▼▼▼

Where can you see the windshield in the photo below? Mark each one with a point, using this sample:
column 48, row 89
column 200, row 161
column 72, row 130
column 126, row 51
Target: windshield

▲▲▲

EXERCISE>
Could you rewrite the material above with every "windshield" changed to "side mirror" and nothing else altered?

PROBLEM SOLUTION>
Where can you see the side mirror in the photo below? Mark each one with a point, using this sample:
column 48, row 89
column 200, row 161
column 72, row 130
column 126, row 51
Target: side mirror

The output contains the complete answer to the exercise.